| Text provided |
•••

Non European Economic Area (EEA) licensed asset managers who wish to do business in France must obtain a full licence under the same conditions as for a French entity from the French Commission des Opérations de Bourse (COB). The COB's review is essentially focused on the adequacy of the asset manager's means to conduct its proposed business. The asset manager will need to be set up as a French subsidiary of the foreign entity with a minimum corporate capital amounting to FRF1,000,000 ($161,000).

Access to the market for an asset manager already licensed in a member state of the EEA is however much easier. Indeed, according to the Article 74 of Law n° 96-597 of July 2 1996 (the ISD Law), an entity that holds a licence to carry out investment services (as defined in the Investment Service Directive) in its home country may carry out the same investment services in France, either directly from its home country or by setting up a branch in France by using the so-called European passport rules. Certain filing requirements must nevertheless be complied with both in the home country and in France, and the procedure will vary depending on whether the asset manager intends to provide investment services directly from its home country or by setting up a French branch.

In practice, the decision of whether to set up a branch or provide services directly from the home country of the asset manager will depend on the strength and nature of the proposed activity. It should be emphasized that apart from the cost of operating a branch (and the related tax consequences), a branch has financial reporting obligations to the French authorities.

•••

| Extracted records |
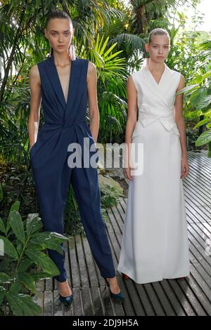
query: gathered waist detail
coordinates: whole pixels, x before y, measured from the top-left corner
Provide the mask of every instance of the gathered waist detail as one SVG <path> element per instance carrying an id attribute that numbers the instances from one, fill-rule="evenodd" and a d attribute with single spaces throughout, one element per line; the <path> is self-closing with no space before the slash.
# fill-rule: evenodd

•••

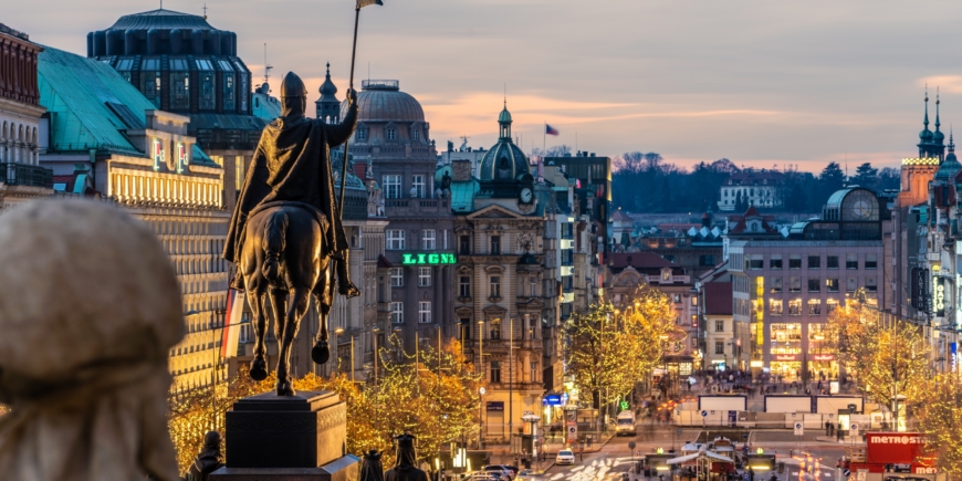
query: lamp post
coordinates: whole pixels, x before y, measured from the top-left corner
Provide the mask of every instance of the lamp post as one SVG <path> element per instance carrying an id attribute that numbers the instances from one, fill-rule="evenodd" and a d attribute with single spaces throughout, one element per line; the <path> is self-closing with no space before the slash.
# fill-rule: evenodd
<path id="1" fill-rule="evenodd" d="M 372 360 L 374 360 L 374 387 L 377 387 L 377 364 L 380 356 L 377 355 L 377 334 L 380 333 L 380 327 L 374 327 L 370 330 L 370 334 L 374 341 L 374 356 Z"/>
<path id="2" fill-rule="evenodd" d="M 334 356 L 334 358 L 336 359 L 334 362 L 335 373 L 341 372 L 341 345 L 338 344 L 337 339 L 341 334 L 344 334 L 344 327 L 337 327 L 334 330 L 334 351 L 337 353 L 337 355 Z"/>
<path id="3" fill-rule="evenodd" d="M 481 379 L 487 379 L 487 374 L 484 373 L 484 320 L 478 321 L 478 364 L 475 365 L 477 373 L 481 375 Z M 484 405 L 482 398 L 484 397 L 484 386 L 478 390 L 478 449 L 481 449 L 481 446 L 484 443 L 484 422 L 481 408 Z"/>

•••

| Problem requirements |
Copy the text on asset manager licensing in France from "Non European Economic" up to and including "to FRF1,000,000 ($161,000).", substituting "affiliate" for "subsidiary". The items have nothing to do with the text on asset manager licensing in France.

| Task answer |
Non European Economic Area (EEA) licensed asset managers who wish to do business in France must obtain a full licence under the same conditions as for a French entity from the French Commission des Opérations de Bourse (COB). The COB's review is essentially focused on the adequacy of the asset manager's means to conduct its proposed business. The asset manager will need to be set up as a French affiliate of the foreign entity with a minimum corporate capital amounting to FRF1,000,000 ($161,000).